:: ACTIVITY ::
From the listing below, output only the lines starting at the line that has "Produce, for each" and ending at the line that has "positive clicks: (772, 824) (817, 627)", exactly as they appear, ends included.

:: DATA FOR THIS EXERCISE ::
========================

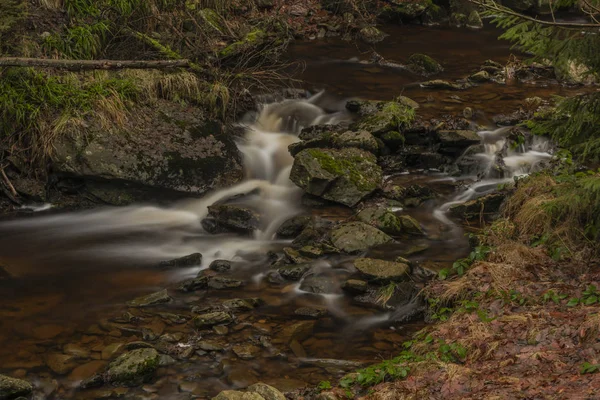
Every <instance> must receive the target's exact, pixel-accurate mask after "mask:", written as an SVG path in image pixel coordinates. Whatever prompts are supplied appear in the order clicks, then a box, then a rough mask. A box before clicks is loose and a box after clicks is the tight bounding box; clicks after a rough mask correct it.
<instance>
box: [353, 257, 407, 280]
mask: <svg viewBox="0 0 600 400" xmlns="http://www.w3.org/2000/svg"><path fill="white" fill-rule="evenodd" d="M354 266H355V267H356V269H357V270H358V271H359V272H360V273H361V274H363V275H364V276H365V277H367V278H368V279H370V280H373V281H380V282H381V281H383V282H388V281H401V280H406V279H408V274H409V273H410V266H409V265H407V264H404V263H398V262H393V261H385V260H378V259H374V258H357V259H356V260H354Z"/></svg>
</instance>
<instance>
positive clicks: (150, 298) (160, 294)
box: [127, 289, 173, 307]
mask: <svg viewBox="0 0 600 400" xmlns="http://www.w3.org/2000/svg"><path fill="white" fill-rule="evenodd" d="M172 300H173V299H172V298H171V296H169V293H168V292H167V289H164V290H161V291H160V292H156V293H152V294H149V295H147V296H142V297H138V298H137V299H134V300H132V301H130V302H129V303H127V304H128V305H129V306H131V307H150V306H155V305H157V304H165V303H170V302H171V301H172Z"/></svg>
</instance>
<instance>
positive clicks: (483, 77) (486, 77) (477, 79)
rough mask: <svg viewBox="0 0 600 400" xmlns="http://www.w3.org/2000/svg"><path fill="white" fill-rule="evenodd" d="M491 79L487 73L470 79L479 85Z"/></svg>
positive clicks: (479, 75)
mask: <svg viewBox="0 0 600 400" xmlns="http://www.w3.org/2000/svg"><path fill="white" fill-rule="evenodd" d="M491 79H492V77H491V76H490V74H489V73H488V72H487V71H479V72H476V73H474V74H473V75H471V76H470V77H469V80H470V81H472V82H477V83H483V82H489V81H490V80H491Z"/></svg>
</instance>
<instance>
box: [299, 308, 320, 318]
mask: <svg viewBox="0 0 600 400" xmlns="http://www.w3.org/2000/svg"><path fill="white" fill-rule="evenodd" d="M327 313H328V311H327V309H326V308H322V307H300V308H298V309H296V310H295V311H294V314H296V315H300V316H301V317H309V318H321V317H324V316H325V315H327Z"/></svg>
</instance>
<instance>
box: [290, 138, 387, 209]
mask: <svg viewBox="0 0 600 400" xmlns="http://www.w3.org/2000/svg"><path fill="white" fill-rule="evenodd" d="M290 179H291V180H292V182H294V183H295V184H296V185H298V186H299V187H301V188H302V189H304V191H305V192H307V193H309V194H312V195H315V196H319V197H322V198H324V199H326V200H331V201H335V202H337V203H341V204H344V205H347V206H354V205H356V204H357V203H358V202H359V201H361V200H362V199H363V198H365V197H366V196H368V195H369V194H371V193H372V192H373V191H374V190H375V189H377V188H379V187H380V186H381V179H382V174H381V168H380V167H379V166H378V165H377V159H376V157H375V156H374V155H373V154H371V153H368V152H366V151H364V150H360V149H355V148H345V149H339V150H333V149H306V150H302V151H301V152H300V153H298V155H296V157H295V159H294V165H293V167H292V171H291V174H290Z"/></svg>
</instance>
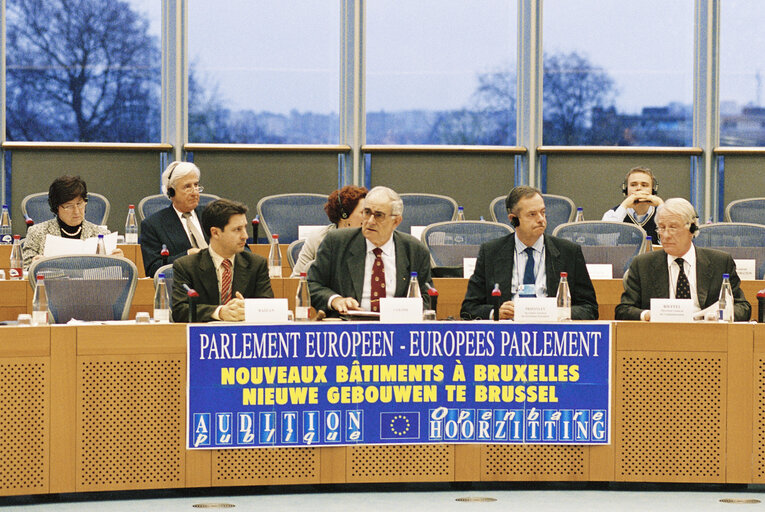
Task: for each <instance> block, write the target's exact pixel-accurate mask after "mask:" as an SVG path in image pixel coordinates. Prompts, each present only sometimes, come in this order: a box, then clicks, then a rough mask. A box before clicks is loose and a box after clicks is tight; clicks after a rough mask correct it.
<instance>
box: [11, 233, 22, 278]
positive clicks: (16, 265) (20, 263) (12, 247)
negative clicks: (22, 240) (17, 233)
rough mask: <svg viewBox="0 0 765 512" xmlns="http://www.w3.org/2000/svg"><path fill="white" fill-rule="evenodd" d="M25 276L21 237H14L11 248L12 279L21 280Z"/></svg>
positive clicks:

========================

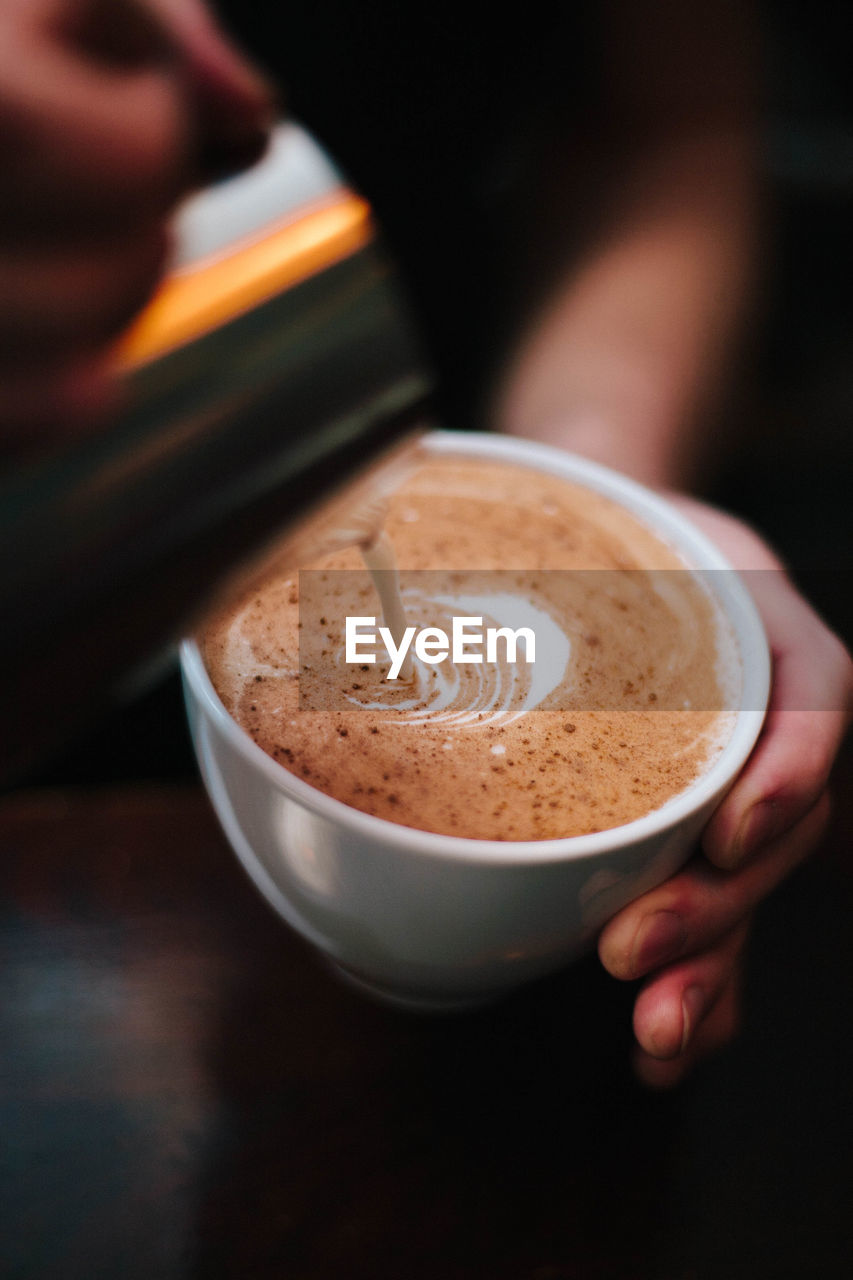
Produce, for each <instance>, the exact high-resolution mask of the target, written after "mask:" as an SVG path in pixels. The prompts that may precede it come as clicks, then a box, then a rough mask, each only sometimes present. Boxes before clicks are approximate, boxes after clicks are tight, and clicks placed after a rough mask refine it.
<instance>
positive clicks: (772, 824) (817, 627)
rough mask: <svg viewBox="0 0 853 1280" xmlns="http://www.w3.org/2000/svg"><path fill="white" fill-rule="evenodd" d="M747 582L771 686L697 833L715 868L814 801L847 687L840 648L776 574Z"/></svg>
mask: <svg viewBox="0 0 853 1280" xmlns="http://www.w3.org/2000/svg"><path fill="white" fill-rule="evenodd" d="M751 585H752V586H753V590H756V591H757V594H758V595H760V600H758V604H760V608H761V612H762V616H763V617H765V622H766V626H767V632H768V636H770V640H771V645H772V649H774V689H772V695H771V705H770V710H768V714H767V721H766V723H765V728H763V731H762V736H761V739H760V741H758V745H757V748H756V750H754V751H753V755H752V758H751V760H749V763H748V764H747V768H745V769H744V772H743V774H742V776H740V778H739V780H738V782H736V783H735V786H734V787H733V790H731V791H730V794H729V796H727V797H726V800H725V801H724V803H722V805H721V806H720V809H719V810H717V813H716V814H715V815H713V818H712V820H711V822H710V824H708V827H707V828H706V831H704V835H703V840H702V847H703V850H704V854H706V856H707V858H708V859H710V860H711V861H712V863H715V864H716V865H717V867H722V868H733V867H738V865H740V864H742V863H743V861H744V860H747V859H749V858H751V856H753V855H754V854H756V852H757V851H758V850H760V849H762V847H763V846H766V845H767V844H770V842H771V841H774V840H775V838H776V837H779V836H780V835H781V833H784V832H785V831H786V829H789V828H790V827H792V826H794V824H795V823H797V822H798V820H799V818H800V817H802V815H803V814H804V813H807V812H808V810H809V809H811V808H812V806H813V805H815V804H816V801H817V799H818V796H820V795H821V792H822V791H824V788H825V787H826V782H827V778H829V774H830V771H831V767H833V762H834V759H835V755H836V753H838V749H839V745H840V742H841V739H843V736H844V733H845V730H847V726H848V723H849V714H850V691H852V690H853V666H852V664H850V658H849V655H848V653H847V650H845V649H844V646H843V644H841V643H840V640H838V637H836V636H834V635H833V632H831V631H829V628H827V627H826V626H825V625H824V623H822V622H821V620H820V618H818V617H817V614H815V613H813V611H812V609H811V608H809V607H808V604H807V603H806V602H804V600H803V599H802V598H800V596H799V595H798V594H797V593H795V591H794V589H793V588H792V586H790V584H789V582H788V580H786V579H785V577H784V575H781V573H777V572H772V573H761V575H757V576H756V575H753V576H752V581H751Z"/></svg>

========================

:: EXERCISE SOLUTION ::
Produce, for each <instance>, the exact high-resolution mask of the target, written after "mask:" as an SVG path in pixels. The prompts that may precede it come as clicks, then a box, then a rough mask, each only sometimes present. Boxes before clicks are approximate, boxes after clicks are tight, and clicks placed after a rough mask refine it.
<instance>
positive clicks: (772, 824) (817, 627)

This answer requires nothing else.